— BEGIN EXERCISE MATERIAL —

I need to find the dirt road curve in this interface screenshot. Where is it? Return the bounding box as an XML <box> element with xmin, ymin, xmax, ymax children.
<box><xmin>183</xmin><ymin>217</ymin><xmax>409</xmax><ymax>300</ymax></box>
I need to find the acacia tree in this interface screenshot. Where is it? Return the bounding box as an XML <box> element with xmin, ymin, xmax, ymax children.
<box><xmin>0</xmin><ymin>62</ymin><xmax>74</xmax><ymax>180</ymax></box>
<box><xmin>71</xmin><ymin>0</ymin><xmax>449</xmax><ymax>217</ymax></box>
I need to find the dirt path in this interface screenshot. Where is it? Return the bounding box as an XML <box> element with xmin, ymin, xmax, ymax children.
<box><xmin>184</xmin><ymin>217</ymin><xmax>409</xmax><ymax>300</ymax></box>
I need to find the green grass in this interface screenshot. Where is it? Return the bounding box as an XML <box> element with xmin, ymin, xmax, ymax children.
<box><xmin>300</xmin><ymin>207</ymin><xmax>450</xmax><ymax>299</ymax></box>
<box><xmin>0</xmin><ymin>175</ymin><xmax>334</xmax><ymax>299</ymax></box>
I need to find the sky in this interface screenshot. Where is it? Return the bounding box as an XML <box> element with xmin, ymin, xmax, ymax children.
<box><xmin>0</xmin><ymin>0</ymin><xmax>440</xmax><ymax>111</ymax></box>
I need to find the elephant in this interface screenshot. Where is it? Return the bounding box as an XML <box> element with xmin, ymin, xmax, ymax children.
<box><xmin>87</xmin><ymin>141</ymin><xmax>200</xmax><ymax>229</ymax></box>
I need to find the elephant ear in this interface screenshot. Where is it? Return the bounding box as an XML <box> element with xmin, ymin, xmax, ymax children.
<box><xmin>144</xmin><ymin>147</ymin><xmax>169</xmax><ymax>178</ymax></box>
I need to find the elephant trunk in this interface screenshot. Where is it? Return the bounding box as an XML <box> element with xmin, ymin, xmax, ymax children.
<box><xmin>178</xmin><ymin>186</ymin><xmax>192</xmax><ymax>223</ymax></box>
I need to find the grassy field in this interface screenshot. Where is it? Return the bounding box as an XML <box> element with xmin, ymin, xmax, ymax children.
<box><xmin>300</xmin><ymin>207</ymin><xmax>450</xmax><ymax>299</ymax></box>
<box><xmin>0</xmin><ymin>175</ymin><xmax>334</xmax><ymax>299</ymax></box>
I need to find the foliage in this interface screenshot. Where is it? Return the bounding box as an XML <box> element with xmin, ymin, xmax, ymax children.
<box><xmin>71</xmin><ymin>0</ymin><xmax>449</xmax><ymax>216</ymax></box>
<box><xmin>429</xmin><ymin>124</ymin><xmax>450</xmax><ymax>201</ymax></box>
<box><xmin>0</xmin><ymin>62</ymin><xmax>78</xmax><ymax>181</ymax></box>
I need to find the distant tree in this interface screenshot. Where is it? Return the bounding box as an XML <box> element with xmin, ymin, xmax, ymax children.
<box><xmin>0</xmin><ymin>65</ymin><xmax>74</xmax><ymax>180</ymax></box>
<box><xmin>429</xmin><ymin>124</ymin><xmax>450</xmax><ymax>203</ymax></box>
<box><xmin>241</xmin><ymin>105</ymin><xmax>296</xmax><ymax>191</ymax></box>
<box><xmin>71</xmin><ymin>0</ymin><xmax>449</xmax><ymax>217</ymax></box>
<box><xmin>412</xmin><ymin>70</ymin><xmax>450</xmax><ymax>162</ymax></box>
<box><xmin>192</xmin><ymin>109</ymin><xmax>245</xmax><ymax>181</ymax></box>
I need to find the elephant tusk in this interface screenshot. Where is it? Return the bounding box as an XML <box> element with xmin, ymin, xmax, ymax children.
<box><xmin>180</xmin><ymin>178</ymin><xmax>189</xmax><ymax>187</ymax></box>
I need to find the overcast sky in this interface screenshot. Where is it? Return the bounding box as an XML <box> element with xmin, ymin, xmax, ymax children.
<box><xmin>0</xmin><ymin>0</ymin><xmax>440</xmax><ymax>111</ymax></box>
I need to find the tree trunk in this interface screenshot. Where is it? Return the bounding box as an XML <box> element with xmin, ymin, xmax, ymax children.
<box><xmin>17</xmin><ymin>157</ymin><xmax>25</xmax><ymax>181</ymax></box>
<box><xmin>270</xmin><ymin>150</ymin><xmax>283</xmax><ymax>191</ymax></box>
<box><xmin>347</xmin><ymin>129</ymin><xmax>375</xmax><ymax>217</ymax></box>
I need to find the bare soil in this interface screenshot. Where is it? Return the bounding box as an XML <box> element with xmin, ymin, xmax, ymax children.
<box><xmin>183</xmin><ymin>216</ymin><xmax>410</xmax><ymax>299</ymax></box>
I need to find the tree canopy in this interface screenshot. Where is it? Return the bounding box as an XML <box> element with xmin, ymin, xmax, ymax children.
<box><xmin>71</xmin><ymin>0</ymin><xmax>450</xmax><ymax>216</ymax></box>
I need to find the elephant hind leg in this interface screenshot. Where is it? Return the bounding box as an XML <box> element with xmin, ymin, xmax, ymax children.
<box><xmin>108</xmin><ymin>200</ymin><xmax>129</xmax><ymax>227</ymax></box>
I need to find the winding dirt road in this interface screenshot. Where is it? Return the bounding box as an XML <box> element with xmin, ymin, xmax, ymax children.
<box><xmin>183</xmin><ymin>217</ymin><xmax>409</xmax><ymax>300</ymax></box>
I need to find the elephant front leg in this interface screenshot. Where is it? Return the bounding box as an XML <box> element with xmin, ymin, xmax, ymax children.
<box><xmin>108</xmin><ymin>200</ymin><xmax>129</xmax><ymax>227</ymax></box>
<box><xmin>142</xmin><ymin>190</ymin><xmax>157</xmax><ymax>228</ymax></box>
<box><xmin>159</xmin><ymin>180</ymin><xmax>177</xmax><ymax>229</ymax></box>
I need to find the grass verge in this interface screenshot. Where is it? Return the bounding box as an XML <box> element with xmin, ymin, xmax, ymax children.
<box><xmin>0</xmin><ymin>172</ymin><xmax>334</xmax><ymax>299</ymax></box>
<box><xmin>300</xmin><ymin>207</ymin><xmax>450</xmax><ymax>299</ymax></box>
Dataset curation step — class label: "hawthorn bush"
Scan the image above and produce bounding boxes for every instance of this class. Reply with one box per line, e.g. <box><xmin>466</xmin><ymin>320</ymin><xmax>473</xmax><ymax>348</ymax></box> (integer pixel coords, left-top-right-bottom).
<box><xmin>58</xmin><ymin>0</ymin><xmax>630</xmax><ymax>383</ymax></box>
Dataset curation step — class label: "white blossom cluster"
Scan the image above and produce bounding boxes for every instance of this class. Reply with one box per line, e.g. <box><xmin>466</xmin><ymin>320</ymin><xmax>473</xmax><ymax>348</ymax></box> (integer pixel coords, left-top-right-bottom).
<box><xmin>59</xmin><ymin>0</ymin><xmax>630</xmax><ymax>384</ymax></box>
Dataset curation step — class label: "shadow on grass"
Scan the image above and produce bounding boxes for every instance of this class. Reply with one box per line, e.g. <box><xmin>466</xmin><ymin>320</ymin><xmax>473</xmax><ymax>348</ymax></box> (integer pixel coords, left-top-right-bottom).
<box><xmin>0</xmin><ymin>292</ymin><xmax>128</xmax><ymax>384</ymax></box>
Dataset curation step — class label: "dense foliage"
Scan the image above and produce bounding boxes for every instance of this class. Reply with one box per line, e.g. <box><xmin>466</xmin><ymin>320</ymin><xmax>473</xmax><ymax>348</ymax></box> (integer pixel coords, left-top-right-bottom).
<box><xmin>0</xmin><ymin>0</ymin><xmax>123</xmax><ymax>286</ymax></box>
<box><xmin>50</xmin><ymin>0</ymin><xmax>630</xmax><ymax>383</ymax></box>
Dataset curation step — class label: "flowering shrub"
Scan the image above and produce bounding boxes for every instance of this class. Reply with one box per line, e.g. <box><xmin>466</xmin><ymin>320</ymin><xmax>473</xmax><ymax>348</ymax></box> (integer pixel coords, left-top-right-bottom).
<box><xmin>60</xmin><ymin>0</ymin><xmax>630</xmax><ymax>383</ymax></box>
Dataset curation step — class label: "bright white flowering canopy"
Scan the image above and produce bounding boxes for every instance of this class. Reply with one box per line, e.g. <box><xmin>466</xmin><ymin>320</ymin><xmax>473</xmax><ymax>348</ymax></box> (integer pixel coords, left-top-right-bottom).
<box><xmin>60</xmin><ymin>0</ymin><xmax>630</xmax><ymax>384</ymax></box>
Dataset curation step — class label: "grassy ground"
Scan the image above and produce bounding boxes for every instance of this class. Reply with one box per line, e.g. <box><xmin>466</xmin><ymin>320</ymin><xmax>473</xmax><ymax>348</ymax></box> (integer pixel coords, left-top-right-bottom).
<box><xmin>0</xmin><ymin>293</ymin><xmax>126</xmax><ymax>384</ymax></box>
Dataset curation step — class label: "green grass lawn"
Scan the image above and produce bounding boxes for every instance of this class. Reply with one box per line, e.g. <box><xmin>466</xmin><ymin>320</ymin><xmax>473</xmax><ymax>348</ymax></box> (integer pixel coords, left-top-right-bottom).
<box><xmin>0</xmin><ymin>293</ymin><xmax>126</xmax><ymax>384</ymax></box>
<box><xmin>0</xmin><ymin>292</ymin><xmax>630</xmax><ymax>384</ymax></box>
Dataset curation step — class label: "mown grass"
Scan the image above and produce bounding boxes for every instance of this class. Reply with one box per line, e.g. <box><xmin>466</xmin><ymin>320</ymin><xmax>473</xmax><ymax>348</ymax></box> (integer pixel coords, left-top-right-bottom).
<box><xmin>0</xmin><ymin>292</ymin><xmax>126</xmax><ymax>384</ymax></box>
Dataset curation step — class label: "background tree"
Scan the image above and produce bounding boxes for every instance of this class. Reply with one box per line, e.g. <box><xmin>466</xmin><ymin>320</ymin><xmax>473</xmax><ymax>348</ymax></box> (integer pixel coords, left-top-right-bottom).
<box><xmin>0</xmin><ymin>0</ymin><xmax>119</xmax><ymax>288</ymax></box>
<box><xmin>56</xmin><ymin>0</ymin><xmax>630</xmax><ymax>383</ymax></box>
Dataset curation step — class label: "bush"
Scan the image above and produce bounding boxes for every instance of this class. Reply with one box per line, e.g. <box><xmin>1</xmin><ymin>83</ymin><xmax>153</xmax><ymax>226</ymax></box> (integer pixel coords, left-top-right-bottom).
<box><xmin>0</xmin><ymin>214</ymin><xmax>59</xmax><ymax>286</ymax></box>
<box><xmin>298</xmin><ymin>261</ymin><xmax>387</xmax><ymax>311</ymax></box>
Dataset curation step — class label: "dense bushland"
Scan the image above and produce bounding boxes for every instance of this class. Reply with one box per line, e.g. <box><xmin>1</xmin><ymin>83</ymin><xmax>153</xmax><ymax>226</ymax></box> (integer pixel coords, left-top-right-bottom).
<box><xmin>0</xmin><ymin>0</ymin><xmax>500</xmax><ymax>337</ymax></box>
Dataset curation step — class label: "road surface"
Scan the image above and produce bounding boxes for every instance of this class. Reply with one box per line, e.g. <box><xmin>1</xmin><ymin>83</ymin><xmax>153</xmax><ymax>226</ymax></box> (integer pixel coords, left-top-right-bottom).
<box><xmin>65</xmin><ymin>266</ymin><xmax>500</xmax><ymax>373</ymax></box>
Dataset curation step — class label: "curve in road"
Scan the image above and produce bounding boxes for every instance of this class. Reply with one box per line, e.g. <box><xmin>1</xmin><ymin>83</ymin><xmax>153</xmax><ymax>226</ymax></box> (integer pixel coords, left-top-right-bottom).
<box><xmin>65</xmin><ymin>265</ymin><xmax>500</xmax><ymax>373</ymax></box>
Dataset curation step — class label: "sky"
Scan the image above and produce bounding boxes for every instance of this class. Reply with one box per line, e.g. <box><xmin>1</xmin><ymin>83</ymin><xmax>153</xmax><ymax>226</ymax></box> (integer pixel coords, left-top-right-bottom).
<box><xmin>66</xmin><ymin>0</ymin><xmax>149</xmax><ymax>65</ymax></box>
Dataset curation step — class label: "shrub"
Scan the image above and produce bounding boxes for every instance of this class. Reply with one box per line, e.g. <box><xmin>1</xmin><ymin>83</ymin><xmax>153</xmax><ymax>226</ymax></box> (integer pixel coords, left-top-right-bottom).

— END EXERCISE MATERIAL —

EXERCISE AIM: Count the lines in the records above that contain the word "white", with case mattering, and give only that number.

THE ANSWER: 2